▶ [What you need to do] Copy the lines of the material below word for word, starting at the line that contains "Spot the black" and ending at the last line of the material, with both of those lines included.

▶ [Exercise inputs]
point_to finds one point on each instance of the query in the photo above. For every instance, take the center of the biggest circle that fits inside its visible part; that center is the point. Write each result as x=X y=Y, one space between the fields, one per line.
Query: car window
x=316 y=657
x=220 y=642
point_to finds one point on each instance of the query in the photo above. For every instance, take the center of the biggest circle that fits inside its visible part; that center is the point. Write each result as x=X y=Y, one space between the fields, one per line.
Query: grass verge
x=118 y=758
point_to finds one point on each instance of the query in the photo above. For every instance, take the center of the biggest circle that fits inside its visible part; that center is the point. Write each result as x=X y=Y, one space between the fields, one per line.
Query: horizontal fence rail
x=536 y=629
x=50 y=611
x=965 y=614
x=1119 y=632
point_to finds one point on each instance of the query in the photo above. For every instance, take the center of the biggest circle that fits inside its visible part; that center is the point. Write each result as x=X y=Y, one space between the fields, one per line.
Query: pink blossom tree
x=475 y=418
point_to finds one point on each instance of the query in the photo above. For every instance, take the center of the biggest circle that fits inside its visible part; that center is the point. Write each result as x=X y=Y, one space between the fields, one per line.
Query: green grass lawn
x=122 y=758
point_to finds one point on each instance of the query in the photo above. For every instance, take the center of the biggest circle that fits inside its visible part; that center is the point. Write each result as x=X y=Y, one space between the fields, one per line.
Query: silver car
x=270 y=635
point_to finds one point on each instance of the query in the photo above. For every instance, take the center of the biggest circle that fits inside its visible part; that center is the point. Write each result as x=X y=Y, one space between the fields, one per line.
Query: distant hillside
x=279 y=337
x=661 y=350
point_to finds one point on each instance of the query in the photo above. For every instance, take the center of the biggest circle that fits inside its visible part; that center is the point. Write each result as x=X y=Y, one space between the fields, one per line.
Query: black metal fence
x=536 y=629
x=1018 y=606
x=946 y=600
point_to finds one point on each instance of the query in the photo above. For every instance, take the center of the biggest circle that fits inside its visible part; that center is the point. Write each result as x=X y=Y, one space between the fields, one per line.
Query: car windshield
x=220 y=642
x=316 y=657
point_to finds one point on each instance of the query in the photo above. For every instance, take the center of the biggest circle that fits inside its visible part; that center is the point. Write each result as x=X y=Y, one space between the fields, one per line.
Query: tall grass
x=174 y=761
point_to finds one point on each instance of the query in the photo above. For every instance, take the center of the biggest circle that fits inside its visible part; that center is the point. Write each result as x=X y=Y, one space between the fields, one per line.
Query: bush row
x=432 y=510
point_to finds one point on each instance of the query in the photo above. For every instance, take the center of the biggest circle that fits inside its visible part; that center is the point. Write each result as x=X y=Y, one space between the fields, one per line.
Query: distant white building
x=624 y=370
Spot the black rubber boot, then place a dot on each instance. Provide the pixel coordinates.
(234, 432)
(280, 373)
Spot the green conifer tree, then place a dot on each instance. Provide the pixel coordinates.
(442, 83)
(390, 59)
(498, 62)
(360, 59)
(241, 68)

▶ [Finished exercise]
Spot the black rubber boot, then place a dot on each instance. Provide the pixel coordinates.
(234, 432)
(280, 373)
Spot the green conifer tree, then place a dot on each instance. Provide the pixel coordinates.
(442, 83)
(390, 59)
(498, 62)
(360, 59)
(241, 68)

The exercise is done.